◆ Information supplied

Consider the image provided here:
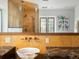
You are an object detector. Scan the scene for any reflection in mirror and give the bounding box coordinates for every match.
[21,1,38,33]
[1,0,79,33]
[39,17,55,33]
[8,0,22,28]
[8,0,39,33]
[8,0,22,32]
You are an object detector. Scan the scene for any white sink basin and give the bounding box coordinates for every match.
[16,47,40,59]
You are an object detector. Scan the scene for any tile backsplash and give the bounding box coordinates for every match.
[0,34,79,54]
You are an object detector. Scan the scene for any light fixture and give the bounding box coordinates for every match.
[42,6,47,8]
[43,0,48,1]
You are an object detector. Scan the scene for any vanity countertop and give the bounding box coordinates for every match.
[0,33,79,36]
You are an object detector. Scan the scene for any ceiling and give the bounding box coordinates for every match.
[23,0,79,9]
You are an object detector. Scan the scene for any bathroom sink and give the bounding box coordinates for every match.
[16,47,40,59]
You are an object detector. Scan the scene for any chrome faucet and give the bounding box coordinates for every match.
[24,37,39,42]
[25,37,32,42]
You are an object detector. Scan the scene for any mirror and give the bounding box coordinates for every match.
[0,0,79,33]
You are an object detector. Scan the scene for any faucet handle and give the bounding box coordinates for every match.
[25,37,28,40]
[34,37,39,42]
[28,37,32,42]
[34,37,39,40]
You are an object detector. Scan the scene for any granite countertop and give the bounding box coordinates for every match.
[0,46,15,56]
[0,32,79,35]
[46,47,79,59]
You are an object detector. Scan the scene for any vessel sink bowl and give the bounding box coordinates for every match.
[16,47,40,59]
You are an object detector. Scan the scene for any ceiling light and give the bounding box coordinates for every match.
[42,6,47,8]
[43,0,48,1]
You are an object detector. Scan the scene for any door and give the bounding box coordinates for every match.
[0,9,2,32]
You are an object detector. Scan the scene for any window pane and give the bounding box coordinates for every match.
[48,18,55,33]
[40,18,47,33]
[39,17,55,33]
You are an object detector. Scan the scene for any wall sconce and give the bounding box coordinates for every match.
[45,37,49,45]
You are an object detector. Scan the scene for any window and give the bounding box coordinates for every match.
[39,16,55,33]
[56,16,70,32]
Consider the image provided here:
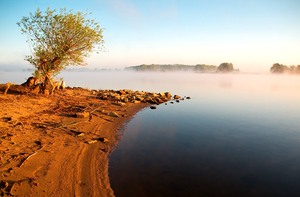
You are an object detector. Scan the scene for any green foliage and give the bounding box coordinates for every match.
[17,8,104,81]
[270,63,290,73]
[217,63,234,73]
[295,65,300,73]
[195,64,218,72]
[270,63,300,74]
[126,64,195,72]
[126,64,218,72]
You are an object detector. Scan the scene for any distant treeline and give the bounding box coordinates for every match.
[270,63,300,74]
[125,63,238,73]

◆ About this task
Transcribe the whole listing exactly as it stands, apart from the pictures.

◆ Response box
Consider the image provided here:
You are an object detector. Scan the scene for any reflection in mirror and give the bounding box coordinates for every match.
[21,1,38,33]
[1,0,79,33]
[39,17,55,33]
[8,0,22,28]
[8,0,39,33]
[8,0,22,32]
You are an object detector. Scan the scene for any white sink basin and give the bounding box coordinates for every match.
[16,47,40,59]
You are an object detector. Scan the scene for any tile backsplash and give the bounding box coordinates for every match.
[0,34,79,54]
You are an object detector. Scan the scene for any light fixture and give the bounding box coordinates for every match.
[42,6,47,8]
[43,0,48,1]
You are an object detector. Scan the scene for any vanity countertop and give the bounding box coordinates for every match.
[0,33,79,36]
You are an object detector. Scan the scene for any ceiling and give the bounding box coordinates for every match.
[23,0,79,9]
You are an object detector. Scan the scene for any bathroom sink and give the bounding box coordinates for every match.
[16,47,40,59]
You are an object detector. Scan the scene for any chrome faucet and give the bounding box coordinates for every match.
[24,37,39,42]
[25,37,32,42]
You are an object detector. Scan the scene for any mirror and give the bounding box coordinates for every match.
[0,0,79,33]
You are an object detector. Scan the scene for any faucet handle and give the bounding box coordinates for every match.
[25,37,28,40]
[34,37,39,42]
[28,37,32,42]
[34,37,39,40]
You are an object detector. Scan the scene for any granite countertop and give the bounding box coordinates for every match.
[0,46,15,56]
[0,32,79,35]
[46,47,79,59]
You are an object detector. Scan the scene for any vessel sink bowl and give the bounding box coordinates for every match.
[16,47,40,59]
You are an object detector. Scan the scene for any ceiling light and give the bounding box coordinates for every match.
[42,6,47,8]
[43,0,48,1]
You are an object detector. Scan the scene for any door and give the bounding box coordinates for every match.
[0,9,2,32]
You are an object detector. Scan the scene for any window pane and give the bounding box coordinates for every match.
[48,18,55,33]
[40,18,47,33]
[39,17,55,33]
You are an object detector. Scan the scene for any wall sconce and give the bounding box coordinates for every match.
[45,37,49,45]
You are an object detector. Scan the scene for any window and give the bounding box coordinates for every match.
[39,16,55,33]
[56,16,70,32]
Consider the image provided here:
You are an object detector. Scan the scene for any green foliage and give the bounding box coordinates for every match.
[17,8,104,81]
[270,63,290,73]
[217,63,234,73]
[295,65,300,73]
[195,64,218,72]
[270,63,300,74]
[126,64,195,72]
[126,64,218,72]
You are an object detector. Scan the scene for any distant treeline and give the bounding box coordinates for every match.
[270,63,300,74]
[125,63,238,73]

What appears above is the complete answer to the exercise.